**WHAT IS EXPECTED**. Please return, unchanged, each line in the rows below that contains the string "before".

**LISTED ENTRIES**.
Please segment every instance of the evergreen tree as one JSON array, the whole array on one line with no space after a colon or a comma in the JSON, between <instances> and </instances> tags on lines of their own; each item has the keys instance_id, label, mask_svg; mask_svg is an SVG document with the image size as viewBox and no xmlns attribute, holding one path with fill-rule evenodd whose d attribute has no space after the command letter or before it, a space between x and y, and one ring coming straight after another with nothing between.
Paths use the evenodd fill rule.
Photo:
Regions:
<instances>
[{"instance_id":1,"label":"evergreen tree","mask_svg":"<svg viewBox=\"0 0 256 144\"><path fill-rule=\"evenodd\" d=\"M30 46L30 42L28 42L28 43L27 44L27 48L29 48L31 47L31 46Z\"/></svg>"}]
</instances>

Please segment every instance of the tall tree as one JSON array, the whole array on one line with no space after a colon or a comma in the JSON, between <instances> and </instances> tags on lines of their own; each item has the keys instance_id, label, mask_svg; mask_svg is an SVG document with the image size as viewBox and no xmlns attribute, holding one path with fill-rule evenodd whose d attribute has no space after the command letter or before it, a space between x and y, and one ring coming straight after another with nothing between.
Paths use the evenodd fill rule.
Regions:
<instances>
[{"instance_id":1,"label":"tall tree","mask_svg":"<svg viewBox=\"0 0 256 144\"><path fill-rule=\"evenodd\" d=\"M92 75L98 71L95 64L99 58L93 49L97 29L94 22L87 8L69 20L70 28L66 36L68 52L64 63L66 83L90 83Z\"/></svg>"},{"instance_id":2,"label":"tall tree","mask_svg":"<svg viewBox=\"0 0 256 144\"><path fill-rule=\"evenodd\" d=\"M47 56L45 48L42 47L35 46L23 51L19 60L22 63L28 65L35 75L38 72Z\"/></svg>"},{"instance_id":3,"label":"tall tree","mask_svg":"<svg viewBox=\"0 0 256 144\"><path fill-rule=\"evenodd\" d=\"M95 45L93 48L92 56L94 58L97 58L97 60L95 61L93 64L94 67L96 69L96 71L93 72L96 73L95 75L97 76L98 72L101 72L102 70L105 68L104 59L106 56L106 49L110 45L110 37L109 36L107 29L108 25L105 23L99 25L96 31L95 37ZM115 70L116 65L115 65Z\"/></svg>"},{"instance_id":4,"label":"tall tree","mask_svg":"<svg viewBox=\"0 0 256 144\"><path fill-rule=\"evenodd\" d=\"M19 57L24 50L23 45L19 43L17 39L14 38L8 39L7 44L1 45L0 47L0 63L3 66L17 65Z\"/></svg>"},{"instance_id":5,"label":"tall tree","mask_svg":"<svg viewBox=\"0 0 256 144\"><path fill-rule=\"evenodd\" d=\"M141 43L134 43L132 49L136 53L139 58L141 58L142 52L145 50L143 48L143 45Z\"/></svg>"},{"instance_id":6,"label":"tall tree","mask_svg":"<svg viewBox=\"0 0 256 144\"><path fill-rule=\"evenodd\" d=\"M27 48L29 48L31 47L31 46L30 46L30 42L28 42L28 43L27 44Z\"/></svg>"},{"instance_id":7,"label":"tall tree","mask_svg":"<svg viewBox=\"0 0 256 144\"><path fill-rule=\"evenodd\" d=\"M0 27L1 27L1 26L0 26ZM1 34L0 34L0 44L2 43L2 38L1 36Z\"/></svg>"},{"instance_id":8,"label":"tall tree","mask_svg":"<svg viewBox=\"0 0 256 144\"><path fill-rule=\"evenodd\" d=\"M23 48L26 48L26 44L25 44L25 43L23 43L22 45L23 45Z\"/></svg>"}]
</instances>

**ANSWER TO THE TASK**.
Please segment every instance of the evergreen tree as one JSON array, the whole array on one line with no space after a colon or a comma in the JSON, between <instances> and </instances> tags on lines of their own; each item has the keys instance_id, label, mask_svg; mask_svg is an SVG document with the image size as viewBox and no xmlns attribute, holding one path with fill-rule evenodd whose d attribute has no space after the command letter or before it, a space between x and y, and one ring coming straight after another with nothing between.
Please segment every instance of the tall tree as one JSON array, the whole array on one line with no space after a colon or a comma in the JSON, between <instances> and </instances> tags on lines of their own; each item has the keys instance_id, label, mask_svg; mask_svg is an SVG document with the image size as viewBox and no xmlns attribute, holding one path with fill-rule evenodd whose d attribute has no space after the command letter or before it, a space between x and y, and one ring coming straight after another with nothing between.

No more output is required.